- [Source text]:
Islands of the Caribbean Netherlands hit hard by COVID-19 pandemic

/ Author: Miriam van der Sangen
Trends in the Caribbean Netherlands 2021
A new edition of ‘Trends in the Caribbean Netherlands’ has been published today, 6 December 2021. This publication from Statistics Netherlands (CBS) gives a compact overview of the current situation on the islands of the Caribbean Netherlands: Bonaire, Saba and St Eustatius. In addition to updated and new figures on the economy, energy, labour and income, the publication describes the major impact of the COVID-19 pandemic on tourism on the islands.

Gauging statistics requirements

Quintin Knuf is head of the CBS office of the Caribbean islands on Bonaire. Together with three colleagues, he is responsible for statistics on the islands. ‘We gauge the statistics requirements, coordinate the fieldwork, contact public bodies and government services, and ensure relationship management. It is also our task to disseminate the data. CBS staff at our home office are responsible for the data processing operations.’ In addition to the four employees in the Bonaire office, there are also 40 freelancers who work for the statistical office on a project basis. ‘These are the price collectors, for example, who record the prices in the shops. We use this information to work out the inflation rate.’

Tenth edition

Knuf proudly announces that the Director General of CBS, Angelique Berg, will today present the latest edition to Edison Rijna, Lieutenant Governor of the Public Entity of Bonaire. ‘This is the 10th edition. We started in 2012 with a small booklet of a few pages, but over the years this has grown into a substantial publication. The publication mainly serves as a reference book. People enjoy having a book like this and leafing through it.’ According to Knuf, this is also linked to the fact that on the Caribbean islands, people still communicate a great deal face-to-face. ‘The residents find it important to see and speak to each other. Arranging things online is much less common here than in the Netherlands. Many companies still do not have a website, for example.’


Tourism is an important source of income for the islands, but the sector was seriously undermined by the COVID-19 pandemic. This is made clear in the publication’s special section on the consequences of the pandemic. For example, Bonaire International Airport first closed on 14 March 2020. Cruise ships were also no longer welcome. On 16 March 2020, the ports and airports of Saba and St Eustatius also closed. This had a major impact on the number of aircraft movements to and from the Caribbean Netherlands, with a drop of 87,7 percent in April 2020 compared to April 2019. In the same period, the number of air passengers actually fell by nearly 100 percent. Knuf: ‘Tourism dropped right down to nothing from 14 March 2020. Fortunately, it has recovered nearly completely since summer 2021 and we are now back to the number of tourists we saw in 2019.’

TOZO scheme

The COVID-19 pandemic had consequences not only for tourism. Residents and companies were also affected. Fortunately, just as in the Netherlands, the government took measures to mitigate the impact. Knuf: ‘Companies and individuals were able to make use of the government’s emergency support, called the TOZO scheme. As a result, the rise in the unemployment rate was very limited.’ COVID-19 also affected education in the Caribbean Netherlands. For instance, all primary and secondary schools on Bonaire and St Eustatius had to close, as did all day care facilities. Saba University had to make adjustments to deal with the situation.

- [What you are asked to do]: Reproduce the passage of the article on the Caribbean Netherlands starting at "The COVID-19 pandemic had" and ending at "with the situation.".

- [Recorded data]:
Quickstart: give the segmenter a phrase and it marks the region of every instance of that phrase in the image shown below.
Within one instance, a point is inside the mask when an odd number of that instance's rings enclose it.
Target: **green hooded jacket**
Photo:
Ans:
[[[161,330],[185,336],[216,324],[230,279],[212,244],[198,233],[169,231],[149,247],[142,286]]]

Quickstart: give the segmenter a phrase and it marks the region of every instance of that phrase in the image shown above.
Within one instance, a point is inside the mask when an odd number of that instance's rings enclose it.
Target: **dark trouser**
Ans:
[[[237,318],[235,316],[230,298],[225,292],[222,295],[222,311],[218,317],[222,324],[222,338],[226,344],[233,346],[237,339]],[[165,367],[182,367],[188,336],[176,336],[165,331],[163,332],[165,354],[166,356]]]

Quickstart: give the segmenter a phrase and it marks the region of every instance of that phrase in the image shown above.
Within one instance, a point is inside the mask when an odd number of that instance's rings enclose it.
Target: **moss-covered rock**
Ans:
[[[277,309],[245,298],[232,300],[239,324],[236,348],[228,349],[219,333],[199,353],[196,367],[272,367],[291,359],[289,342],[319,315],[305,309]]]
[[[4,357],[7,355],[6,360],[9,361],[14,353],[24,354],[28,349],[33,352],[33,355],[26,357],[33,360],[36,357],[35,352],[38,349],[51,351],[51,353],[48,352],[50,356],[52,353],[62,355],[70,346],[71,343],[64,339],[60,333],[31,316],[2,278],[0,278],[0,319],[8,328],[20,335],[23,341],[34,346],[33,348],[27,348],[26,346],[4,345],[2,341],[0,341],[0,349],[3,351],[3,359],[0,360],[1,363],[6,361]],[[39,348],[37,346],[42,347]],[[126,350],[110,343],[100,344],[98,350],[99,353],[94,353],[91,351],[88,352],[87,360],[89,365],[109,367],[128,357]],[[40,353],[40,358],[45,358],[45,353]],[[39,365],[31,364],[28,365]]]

- [Result of this exercise]:
The COVID-19 pandemic had consequences not only for tourism. Residents and companies were also affected. Fortunately, just as in the Netherlands, the government took measures to mitigate the impact. Knuf: ‘Companies and individuals were able to make use of the government’s emergency support, called the TOZO scheme. As a result, the rise in the unemployment rate was very limited.’ COVID-19 also affected education in the Caribbean Netherlands. For instance, all primary and secondary schools on Bonaire and St Eustatius had to close, as did all day care facilities. Saba University had to make adjustments to deal with the situation.